Problem description: Add 116 to every bounding box coordinate in the answers of the listing below, and write out everything from the line containing "on ground is? Return a bounding box." down to the line containing "[0,0,1270,952]", both included, with the requests left unchanged.

Records provided:

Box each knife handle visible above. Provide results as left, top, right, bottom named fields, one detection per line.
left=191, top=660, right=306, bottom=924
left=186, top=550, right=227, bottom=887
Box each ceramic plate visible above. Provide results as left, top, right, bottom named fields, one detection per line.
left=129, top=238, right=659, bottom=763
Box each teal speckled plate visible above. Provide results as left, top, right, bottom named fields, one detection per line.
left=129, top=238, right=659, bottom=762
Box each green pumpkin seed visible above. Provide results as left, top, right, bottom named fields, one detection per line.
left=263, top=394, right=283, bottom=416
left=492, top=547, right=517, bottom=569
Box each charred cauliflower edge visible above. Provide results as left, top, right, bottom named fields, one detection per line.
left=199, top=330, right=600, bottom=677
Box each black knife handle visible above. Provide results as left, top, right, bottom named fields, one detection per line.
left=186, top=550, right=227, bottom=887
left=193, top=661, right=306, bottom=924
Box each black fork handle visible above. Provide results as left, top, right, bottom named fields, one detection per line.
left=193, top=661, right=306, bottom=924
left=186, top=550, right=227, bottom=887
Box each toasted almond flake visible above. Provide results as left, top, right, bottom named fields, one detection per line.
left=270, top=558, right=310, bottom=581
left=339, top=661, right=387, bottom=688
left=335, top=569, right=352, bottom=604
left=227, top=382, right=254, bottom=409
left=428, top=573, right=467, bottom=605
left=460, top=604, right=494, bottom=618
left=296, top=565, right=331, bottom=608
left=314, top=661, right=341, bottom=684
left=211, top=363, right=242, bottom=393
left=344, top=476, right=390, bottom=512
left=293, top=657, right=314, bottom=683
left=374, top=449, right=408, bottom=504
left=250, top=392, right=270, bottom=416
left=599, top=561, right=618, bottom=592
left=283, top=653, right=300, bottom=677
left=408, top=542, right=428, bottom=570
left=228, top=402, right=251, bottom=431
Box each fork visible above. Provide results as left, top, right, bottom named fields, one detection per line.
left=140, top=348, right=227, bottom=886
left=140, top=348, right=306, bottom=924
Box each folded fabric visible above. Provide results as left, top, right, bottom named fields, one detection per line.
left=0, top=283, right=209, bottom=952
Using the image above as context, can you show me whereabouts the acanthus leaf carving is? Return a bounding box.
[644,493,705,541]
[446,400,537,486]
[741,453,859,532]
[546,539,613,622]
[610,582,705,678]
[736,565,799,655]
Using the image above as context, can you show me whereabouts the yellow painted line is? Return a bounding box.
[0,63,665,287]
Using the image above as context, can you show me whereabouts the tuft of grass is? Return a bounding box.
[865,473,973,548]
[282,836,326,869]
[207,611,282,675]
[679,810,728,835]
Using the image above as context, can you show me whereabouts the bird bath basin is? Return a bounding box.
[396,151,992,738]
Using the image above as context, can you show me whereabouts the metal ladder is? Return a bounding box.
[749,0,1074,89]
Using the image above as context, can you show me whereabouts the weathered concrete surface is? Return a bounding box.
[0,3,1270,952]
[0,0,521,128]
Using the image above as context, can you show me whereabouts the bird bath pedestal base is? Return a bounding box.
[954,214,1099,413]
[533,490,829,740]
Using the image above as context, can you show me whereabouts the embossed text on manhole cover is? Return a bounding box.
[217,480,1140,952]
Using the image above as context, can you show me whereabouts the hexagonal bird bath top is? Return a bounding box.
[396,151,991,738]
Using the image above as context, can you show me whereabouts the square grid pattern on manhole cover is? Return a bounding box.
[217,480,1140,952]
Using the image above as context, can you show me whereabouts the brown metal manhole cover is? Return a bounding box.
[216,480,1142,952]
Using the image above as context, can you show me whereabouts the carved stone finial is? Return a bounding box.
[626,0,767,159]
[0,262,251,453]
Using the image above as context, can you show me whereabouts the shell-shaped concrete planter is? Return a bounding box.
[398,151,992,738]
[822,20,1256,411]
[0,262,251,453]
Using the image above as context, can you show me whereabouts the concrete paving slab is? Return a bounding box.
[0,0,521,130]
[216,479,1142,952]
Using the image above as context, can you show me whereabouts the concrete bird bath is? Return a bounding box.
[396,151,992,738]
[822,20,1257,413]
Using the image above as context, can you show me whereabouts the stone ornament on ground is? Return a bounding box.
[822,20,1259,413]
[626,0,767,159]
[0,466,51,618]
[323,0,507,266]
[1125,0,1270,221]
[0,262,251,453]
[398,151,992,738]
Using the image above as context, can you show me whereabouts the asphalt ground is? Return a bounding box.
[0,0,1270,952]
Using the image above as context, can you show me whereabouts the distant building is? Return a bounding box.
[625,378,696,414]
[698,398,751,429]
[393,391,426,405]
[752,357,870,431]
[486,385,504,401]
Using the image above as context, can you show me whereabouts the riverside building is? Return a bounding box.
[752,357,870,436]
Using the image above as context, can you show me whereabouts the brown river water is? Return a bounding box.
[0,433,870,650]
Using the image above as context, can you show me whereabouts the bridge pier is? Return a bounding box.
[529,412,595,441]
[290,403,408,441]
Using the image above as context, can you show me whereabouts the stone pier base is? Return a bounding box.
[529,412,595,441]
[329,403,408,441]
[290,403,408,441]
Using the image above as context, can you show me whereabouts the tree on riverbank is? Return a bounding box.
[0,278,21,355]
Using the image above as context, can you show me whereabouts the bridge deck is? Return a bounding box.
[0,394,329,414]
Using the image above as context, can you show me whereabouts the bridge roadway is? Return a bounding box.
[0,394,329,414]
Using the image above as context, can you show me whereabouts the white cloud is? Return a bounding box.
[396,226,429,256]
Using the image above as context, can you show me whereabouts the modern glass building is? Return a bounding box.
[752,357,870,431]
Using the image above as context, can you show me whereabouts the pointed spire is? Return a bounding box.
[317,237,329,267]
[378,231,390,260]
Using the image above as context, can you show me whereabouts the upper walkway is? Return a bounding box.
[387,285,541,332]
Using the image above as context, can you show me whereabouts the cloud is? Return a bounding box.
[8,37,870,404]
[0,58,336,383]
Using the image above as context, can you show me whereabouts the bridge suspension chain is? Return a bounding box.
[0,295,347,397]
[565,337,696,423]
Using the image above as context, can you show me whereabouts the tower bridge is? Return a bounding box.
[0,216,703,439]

Result:
Using the image above as context, can you show me whereabouts the stone ornament on ground is? Return a bounding box.
[938,136,1375,529]
[742,116,883,275]
[116,582,167,734]
[439,116,623,382]
[1241,116,1386,337]
[116,378,367,569]
[514,267,1108,854]
Using the image above as context, can you show me whereabouts the asphalt ground is? Return a bounding box.
[116,116,1386,1068]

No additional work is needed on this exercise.